- Provided text:
|---|

In January, the 3rd Circuit ruled against Safehouse, reversing U.S. District Judge Gerald R. McHugh’s October 2019 decision that a site like the one that Safehouse wants to open, where people inject illegal drugs under medical supervision, would be legal. McHugh had ruled that Safehouse would not violate the provision of the U.S. Controlled Substances Act known as the “crack house statute,” written in the 1980s to prosecute people who operate buildings for the purpose of doing drugs. The judge was convinced that Safehouse’s primary “purpose” was not allowing people to do drugs, but instead saving the lives of people who would already be using drugs.
Because McHugh ruled in favor on the statutory claim, he never needed to weigh in on Safehouse’s other arguments: first, that the Safehouse founders’ sincerely held religious beliefs were what motivated them to save lives, and they therefore had a right to open a supervised injection site under the Religious Freedom Restoration Act; and second, that the case is not a matter of federal jurisdiction at all, under the commerce clause.
Safehouse has also submitted a new claim to McHugh, using precedent set in last summer’s U.S. Supreme Court ruling in Fulton v. City of Philadelphia. In that case, Catholic Social Services sued the city for excluding it as a foster care provider because it refused to screen LGBTQ households as potential foster placements. The Supreme Court ruled that while the city may prohibit foster placement agencies from discriminating based on LGBTQ status, if it considers any exemptions to that rule it must consider faith-based exemptions.
Safehouse argues that principle applies to the Controlled Substances Act: It says that there are many exemptions to the application of the law, meaning that under the logic of the high court’s Fulton ruling, an entity such as Safehouse citing religious reasons must be considered for an exemption as well.
The U.S. Attorney’s Office has requested an extension to respond to Safehouse’s new counterclaims and has a deadline of Nov. 5.
That response will be telling in terms of how the Biden administration is thinking about this case. The original federal lawsuit filed against Safehouse came from the Trump-appointed U.S. attorney, William McSwain. Goldfein said she’s hopeful that this administration’s Justice Department may not take the same tack.

|---|

- Parts of the exercise:
a: List every date or time reference in the Safehouse text.
b: Extract the passage of the Safehouse text from "Safehouse has also" to "consider faith-based exemptions.", word for word.
The data below comes from a different source than the Safehouse text.

- Supplied data:
|---|

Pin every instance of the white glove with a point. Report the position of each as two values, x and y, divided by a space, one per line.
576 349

|---|

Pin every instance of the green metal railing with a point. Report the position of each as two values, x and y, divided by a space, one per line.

|---|

- List of solutions:
a: January; October 2019; the 1980s; last summer; Nov. 5

b:
Safehouse has also submitted a new claim to McHugh, using precedent set in last summer’s U.S. Supreme Court ruling in Fulton v. City of Philadelphia. In that case, Catholic Social Services sued the city for excluding it as a foster care provider because it refused to screen LGBTQ households as potential foster placements. The Supreme Court ruled that while the city may prohibit foster placement agencies from discriminating based on LGBTQ status, if it considers any exemptions to that rule it must consider faith-based exemptions.